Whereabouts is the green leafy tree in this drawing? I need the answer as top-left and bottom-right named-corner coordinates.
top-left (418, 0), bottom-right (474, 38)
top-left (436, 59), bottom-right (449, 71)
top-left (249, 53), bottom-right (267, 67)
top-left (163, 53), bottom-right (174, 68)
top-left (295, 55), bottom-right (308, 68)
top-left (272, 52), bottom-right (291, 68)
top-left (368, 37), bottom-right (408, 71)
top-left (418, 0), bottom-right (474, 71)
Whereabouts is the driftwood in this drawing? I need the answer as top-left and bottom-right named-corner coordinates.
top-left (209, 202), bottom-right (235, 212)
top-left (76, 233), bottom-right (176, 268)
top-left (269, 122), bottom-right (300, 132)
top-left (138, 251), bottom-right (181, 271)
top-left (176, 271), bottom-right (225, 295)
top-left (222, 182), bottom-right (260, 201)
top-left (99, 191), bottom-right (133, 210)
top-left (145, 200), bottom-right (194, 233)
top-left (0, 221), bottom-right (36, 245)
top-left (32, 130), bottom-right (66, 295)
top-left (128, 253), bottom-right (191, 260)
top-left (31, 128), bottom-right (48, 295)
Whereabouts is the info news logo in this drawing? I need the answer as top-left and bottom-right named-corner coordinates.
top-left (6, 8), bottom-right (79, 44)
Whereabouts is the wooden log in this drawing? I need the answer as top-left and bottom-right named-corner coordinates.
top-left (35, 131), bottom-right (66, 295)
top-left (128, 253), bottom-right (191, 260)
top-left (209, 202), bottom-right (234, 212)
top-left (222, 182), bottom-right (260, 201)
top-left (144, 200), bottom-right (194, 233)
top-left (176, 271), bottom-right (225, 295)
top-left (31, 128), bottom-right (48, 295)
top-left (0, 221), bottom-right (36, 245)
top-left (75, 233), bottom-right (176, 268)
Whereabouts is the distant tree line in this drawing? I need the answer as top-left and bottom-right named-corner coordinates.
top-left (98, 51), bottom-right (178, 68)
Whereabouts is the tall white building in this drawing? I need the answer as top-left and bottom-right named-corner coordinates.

▶ **Problem**:
Please arrange every line of the items above as a Markdown table with the columns "Row" and "Line", numbering each row and leaving out blank lines.

▶ **Result of the exercise**:
| Row | Line |
|---|---|
| 1 | Whereabouts is the green leafy tree in this drawing? I need the answer as top-left and bottom-right named-corner coordinates. |
| 2 | top-left (418, 0), bottom-right (474, 38) |
| 3 | top-left (436, 59), bottom-right (449, 71) |
| 4 | top-left (249, 53), bottom-right (267, 67) |
| 5 | top-left (163, 53), bottom-right (174, 68) |
| 6 | top-left (295, 55), bottom-right (308, 68) |
| 7 | top-left (272, 52), bottom-right (291, 68) |
| 8 | top-left (368, 37), bottom-right (408, 71) |
| 9 | top-left (418, 0), bottom-right (474, 71) |
| 10 | Whereabouts is the driftwood in this drawing? I need the answer as top-left and bottom-right named-corner coordinates. |
| 11 | top-left (209, 202), bottom-right (235, 212) |
| 12 | top-left (76, 233), bottom-right (176, 268) |
| 13 | top-left (269, 122), bottom-right (300, 132) |
| 14 | top-left (138, 251), bottom-right (181, 271) |
| 15 | top-left (176, 271), bottom-right (225, 295) |
| 16 | top-left (222, 182), bottom-right (260, 201) |
| 17 | top-left (99, 191), bottom-right (133, 210) |
| 18 | top-left (145, 200), bottom-right (194, 233) |
| 19 | top-left (0, 221), bottom-right (36, 245) |
| 20 | top-left (32, 130), bottom-right (66, 295) |
| 21 | top-left (128, 253), bottom-right (191, 260) |
| 22 | top-left (31, 128), bottom-right (48, 295) |
| 23 | Whereabouts is the info news logo in this drawing? I need the answer as top-left and bottom-right named-corner coordinates. |
| 24 | top-left (6, 8), bottom-right (79, 44) |
| 25 | Whereabouts is the wooden log in this drawing? I need the answer as top-left and bottom-right named-corner coordinates. |
| 26 | top-left (35, 131), bottom-right (66, 295) |
| 27 | top-left (128, 253), bottom-right (191, 260) |
| 28 | top-left (209, 202), bottom-right (234, 212) |
| 29 | top-left (222, 182), bottom-right (260, 201) |
| 30 | top-left (144, 200), bottom-right (194, 233) |
| 31 | top-left (176, 271), bottom-right (225, 295) |
| 32 | top-left (31, 128), bottom-right (48, 295) |
| 33 | top-left (0, 221), bottom-right (36, 245) |
| 34 | top-left (75, 233), bottom-right (176, 268) |
| 35 | Whereabouts is the distant tree line in this drawing? I need the answer as top-left and bottom-right named-corner coordinates. |
| 36 | top-left (98, 51), bottom-right (178, 68) |
| 37 | Whereabouts is the tall white building in this drawing? I need the answer as top-left and bottom-right named-corner coordinates. |